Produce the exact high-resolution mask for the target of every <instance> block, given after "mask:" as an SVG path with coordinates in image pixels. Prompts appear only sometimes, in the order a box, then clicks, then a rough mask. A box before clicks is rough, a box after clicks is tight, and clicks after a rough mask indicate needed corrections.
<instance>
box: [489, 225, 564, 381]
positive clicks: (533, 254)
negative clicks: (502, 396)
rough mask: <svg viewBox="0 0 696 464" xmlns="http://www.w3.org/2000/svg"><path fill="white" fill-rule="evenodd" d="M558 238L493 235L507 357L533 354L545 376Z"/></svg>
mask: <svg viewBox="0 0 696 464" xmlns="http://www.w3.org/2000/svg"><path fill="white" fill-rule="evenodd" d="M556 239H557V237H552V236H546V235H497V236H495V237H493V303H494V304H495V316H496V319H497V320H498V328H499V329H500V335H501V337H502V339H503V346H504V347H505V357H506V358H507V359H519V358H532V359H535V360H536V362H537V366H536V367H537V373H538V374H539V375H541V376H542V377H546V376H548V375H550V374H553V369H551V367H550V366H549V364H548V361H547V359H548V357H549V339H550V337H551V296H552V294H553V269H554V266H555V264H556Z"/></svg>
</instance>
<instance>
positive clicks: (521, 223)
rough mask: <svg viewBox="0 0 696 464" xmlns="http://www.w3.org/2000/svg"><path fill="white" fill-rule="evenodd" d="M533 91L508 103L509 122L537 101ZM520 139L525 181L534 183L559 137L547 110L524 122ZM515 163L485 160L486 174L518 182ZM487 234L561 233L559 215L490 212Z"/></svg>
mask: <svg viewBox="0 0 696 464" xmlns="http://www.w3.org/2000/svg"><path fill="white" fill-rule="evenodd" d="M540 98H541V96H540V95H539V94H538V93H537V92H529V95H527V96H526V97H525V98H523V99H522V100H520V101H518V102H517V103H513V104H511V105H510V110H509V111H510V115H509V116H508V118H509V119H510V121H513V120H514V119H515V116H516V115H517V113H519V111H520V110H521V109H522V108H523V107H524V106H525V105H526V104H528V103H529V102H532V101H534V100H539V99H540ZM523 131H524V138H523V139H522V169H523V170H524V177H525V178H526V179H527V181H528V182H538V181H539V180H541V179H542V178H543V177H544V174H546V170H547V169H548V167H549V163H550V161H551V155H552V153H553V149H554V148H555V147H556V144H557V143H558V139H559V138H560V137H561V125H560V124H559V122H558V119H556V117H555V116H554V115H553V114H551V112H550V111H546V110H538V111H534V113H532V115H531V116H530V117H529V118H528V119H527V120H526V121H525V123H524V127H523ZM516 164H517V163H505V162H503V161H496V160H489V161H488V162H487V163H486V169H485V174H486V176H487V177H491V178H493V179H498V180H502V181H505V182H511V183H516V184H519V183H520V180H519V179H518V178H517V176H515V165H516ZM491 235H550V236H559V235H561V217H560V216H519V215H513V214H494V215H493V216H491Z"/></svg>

_ _ _ _ _

= Task prompt =
Recast the material above as a JSON list of strings, one string per line. Leave out blank lines.

= Exercise output =
[
  "Produce the exact high-resolution mask for the target of every <instance> block, given after \"mask:\" as an SVG path with coordinates in image pixels. Prompts appear only sometimes, in the order a box, then clicks, then a rough mask. A box before clicks is rough, a box after clicks is tight, and clicks after a rough mask indicate needed corrections.",
  "<instance>",
  "box: [489, 225, 564, 381]",
  "positive clicks: (533, 254)",
  "negative clicks: (502, 396)",
  "rough mask: <svg viewBox=\"0 0 696 464\" xmlns=\"http://www.w3.org/2000/svg\"><path fill=\"white\" fill-rule=\"evenodd\" d=\"M558 238L493 235L507 357L533 354L545 376Z\"/></svg>",
  "mask: <svg viewBox=\"0 0 696 464\" xmlns=\"http://www.w3.org/2000/svg\"><path fill=\"white\" fill-rule=\"evenodd\" d=\"M556 239H557V237H552V236H546V235H497V236H495V237H493V303H494V304H495V316H496V319H497V320H498V328H499V329H500V335H501V337H502V339H503V346H504V347H505V357H506V358H507V359H519V358H532V359H535V360H536V362H537V366H536V367H537V373H538V374H539V375H541V376H542V377H546V376H548V375H550V374H553V369H551V367H550V366H549V364H548V361H547V359H548V357H549V339H550V337H551V296H552V294H553V269H554V266H555V264H556Z\"/></svg>",
  "</instance>",
  "<instance>",
  "positive clicks: (521, 223)",
  "rough mask: <svg viewBox=\"0 0 696 464\" xmlns=\"http://www.w3.org/2000/svg\"><path fill=\"white\" fill-rule=\"evenodd\" d=\"M533 91L508 103L509 122L537 101ZM520 139L525 181L534 183L559 137L547 110L524 122ZM515 163L485 160L486 174L518 182ZM487 234L561 233L559 215L490 212Z\"/></svg>",
  "mask: <svg viewBox=\"0 0 696 464\" xmlns=\"http://www.w3.org/2000/svg\"><path fill=\"white\" fill-rule=\"evenodd\" d=\"M540 98H541V96H540V95H539V94H538V93H537V92H529V95H527V96H526V97H525V98H523V99H522V100H520V101H518V102H517V103H513V104H511V105H510V110H509V111H510V115H509V116H508V118H509V119H510V121H513V120H514V119H515V116H516V115H517V113H519V111H520V110H521V109H522V108H523V107H524V106H525V105H526V104H528V103H529V102H532V101H534V100H539V99H540ZM523 131H524V138H523V139H522V169H523V170H524V177H525V178H526V179H527V181H528V182H538V181H539V180H541V179H542V178H543V177H544V174H546V170H547V169H548V167H549V163H550V161H551V155H552V153H553V149H554V148H555V147H556V144H557V143H558V139H559V138H560V137H561V125H560V124H559V122H558V119H556V117H555V116H554V115H553V114H551V112H550V111H546V110H538V111H534V113H532V115H531V116H530V117H529V118H528V119H527V120H526V121H525V123H524V127H523ZM516 164H517V163H505V162H503V161H496V160H489V161H488V162H487V163H486V169H485V174H486V176H487V177H491V178H493V179H498V180H502V181H505V182H511V183H516V184H519V183H520V180H519V179H518V178H517V176H515V165H516ZM491 235H550V236H559V235H561V217H560V216H519V215H513V214H494V215H493V216H491Z\"/></svg>"
]